Des formations et un soutien logistique
En complément, Paris apporte un soutien en termes de formation et de maintenance. Une aide "difficile à valoriser, mais pourtant critique sur le champ de bataille", assure Stéphane Audrand, consultant spécialisé dans l'armement militaire. Elle permet en effet à la France de livrer des "capacités opérationnelles" complètes à l'Ukraine : entraînement à l'utilisation des armes, logistique, fourniture de pièces détachées pour les réparations. Dans le domaine de la formation, le ministère des Armées annonce que la France a formé 400 spécialistes ukrainiens et assurera l'entraînement de 2 000 soldats ukrainiens supplémentaires.
Enfin, l'aide française comprend un volet financier. En novembre, l'Assemblée nationale a décidé de consacrer près de 200 millions d'euros pour un fonds spécial pour l'équipement militaire de l'Ukraine. En outre, la France est, selon Sébastien Lecornu, est des plus gros contributeurs du fonds de mutualisation de l'UE.
"Il s'agit d'un fonds financier qui permet à chaque pays de se faire rembourser ses dons d'armes à l'Ukraine", explique Pierre Haroche. Paris finance ce fonds à hauteur de 550 millions d'euros sur un total de trois milliards d'euros. Cette contribution n'est cependant pas "exceptionnelle", tempère le professeur en sécurité internationale. Comme tout financement défini au niveau de l'UE, la France contribue à hauteur de son PIB et ne fait donc que remplir ses obligations institutionnelles.
La France représente 2% de l'aide militaire envoyée en Ukraine
Que représentent les livraisons françaises rapportées au volume total fourni à l'Ukraine ? Environ "2 %, en tonnes d'équipements", chiffre François Heisbourg qui s'est rendu en Pologne, où est stockée l'aide militaire avant d'être acheminée vers l'armée ukrainienne. Ce qui situe la France, selon les estimations du chercheur, en 8e position pour les livraisons d'armes.
Un chiffre qui fait bondir le ministère des Armées : "On ne fait pas la guerre avec des ratios, se défend le cabinet de Sébastien Lecornu. Nous répondons à des besoins ponctuels qui permettent des contre-offensives."
"Il suffit qu'on livre 18 canons Caesar aux Ukrainiens pour faire la différence sur le terrain et leur permettre d'obtenir de victoires stratégiques sur le terrain."
Le ministère des Armées françaisesà franceinfo
"L'Ukraine n'aurait pas passé l'été sans les canons Caesar, les HIMARS américains qui ont permis d'arrêter l'offensive russe en détruisant ses pièces d'artillerie et surtout en lui cassant ses dépôts de munitions", abonde Stéphane Audrand.

== TRAVAIL DEMANDÉ ==
**A)** Répondez à ces questions sur l'extrait consacré à l'aide militaire française à l'Ukraine :
(i) Combien de spécialistes ukrainiens la France a-t-elle déjà formés, d'après le ministère des Armées ?
(ii) Quelle somme Paris met-il dans le fonds qui rembourse aux pays leurs dons d'armes à l'Ukraine ?
(iii) D'après les estimations de François Heisbourg, à quel rang se place la France pour les livraisons d'armes ?
**B)** Dans l'extrait consacré à l'aide militaire française à l'Ukraine, recopiez le passage en commençant par « Un chiffre qui » et en continuant jusqu'à « abonde Stéphane Audrand. ».

== DONNÉES AFFICHÉES ==
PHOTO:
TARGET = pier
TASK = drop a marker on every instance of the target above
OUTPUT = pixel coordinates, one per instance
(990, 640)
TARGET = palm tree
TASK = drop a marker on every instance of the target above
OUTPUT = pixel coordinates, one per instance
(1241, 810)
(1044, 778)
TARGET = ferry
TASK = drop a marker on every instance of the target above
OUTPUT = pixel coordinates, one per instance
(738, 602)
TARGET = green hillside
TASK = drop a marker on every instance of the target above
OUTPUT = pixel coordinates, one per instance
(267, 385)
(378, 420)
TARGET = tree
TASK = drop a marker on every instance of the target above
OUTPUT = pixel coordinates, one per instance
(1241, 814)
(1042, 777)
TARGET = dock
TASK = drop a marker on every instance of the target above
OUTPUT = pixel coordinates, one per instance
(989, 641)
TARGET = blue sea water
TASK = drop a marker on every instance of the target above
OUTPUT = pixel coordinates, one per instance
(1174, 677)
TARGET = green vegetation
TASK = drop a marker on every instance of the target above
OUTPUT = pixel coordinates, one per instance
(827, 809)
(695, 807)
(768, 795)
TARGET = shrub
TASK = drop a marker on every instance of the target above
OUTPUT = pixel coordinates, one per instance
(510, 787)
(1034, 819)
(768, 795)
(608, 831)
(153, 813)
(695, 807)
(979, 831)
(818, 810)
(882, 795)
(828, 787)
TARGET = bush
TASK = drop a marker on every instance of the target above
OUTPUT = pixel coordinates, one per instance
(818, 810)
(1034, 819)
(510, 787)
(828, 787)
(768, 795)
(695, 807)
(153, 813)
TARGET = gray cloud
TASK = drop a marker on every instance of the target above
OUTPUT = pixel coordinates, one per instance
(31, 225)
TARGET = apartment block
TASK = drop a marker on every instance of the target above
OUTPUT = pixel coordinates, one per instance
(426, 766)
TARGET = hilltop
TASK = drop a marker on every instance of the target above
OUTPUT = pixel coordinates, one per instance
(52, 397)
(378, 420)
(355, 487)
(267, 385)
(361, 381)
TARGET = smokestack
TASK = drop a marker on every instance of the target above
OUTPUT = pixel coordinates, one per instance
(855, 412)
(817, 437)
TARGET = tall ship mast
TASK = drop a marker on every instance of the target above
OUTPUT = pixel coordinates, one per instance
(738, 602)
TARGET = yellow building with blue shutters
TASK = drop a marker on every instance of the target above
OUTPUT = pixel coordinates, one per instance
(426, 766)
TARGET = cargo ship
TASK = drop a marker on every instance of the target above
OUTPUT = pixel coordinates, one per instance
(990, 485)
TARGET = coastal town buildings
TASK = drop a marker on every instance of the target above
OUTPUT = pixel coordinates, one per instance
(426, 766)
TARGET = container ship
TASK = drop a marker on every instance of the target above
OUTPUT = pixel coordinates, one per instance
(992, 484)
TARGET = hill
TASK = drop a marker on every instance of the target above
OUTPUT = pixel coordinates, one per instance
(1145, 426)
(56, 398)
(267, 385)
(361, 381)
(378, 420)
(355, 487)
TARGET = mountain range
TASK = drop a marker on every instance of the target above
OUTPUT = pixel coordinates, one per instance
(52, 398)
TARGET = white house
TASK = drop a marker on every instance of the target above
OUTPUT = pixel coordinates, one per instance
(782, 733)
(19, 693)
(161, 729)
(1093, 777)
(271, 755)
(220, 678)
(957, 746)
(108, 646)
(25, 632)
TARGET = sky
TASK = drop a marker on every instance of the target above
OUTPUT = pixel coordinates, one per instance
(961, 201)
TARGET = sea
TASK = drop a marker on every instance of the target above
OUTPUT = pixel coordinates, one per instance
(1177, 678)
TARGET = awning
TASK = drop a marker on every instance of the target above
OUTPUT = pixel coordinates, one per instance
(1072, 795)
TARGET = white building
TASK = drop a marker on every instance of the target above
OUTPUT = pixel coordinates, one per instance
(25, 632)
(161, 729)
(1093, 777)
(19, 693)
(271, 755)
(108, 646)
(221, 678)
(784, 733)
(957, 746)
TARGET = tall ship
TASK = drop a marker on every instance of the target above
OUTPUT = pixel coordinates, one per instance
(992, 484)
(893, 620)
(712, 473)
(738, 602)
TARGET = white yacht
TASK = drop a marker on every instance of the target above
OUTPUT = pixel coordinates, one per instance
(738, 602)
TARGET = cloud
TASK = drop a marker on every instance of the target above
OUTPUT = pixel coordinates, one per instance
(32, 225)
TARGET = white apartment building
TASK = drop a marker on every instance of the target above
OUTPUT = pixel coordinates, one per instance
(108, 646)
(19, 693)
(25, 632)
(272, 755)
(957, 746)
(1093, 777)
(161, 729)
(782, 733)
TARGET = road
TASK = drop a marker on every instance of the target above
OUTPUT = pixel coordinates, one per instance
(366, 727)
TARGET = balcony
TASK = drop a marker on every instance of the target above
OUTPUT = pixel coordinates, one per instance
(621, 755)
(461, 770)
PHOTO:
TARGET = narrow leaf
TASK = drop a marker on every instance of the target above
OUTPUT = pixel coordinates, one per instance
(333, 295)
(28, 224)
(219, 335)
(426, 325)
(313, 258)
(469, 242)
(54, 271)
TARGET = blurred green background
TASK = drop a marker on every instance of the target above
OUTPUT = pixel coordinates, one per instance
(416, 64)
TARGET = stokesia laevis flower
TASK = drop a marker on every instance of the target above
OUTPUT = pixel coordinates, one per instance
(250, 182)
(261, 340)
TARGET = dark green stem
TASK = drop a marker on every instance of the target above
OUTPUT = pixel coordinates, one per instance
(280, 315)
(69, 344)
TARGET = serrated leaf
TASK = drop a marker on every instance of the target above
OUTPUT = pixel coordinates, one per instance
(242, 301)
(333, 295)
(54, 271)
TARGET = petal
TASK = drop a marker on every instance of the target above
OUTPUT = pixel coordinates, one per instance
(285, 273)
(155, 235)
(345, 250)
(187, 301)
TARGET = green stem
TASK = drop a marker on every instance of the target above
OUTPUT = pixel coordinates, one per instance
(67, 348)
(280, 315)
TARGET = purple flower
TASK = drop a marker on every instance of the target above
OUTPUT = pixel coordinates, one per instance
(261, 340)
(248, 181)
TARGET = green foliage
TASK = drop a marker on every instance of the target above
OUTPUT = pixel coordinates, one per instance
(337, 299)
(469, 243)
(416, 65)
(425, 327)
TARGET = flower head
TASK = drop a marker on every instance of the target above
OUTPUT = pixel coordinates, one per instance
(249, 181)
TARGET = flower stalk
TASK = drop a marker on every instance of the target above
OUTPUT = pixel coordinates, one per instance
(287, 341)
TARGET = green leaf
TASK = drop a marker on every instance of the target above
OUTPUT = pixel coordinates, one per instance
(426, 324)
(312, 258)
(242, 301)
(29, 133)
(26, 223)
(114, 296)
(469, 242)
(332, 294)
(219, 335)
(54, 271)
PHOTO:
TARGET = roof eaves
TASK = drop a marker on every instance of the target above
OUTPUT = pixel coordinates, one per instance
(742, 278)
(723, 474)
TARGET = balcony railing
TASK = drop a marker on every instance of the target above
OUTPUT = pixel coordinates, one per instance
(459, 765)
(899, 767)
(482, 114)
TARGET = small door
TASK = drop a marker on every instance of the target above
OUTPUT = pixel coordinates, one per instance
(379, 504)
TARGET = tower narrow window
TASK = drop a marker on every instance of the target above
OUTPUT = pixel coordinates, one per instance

== RÉPONSES ATTENDUES ==
**A)**
(i) 400 spécialistes.
(ii) 550 millions d'euros, sur un total de trois milliards d'euros.
(iii) À la 8e position.

**B)**
Un chiffre qui fait bondir le ministère des Armées : "On ne fait pas la guerre avec des ratios, se défend le cabinet de Sébastien Lecornu. Nous répondons à des besoins ponctuels qui permettent des contre-offensives."
"Il suffit qu'on livre 18 canons Caesar aux Ukrainiens pour faire la différence sur le terrain et leur permettre d'obtenir de victoires stratégiques sur le terrain."
Le ministère des Armées françaisesà franceinfo
"L'Ukraine n'aurait pas passé l'été sans les canons Caesar, les HIMARS américains qui ont permis d'arrêter l'offensive russe en détruisant ses pièces d'artillerie et surtout en lui cassant ses dépôts de munitions", abonde Stéphane Audrand.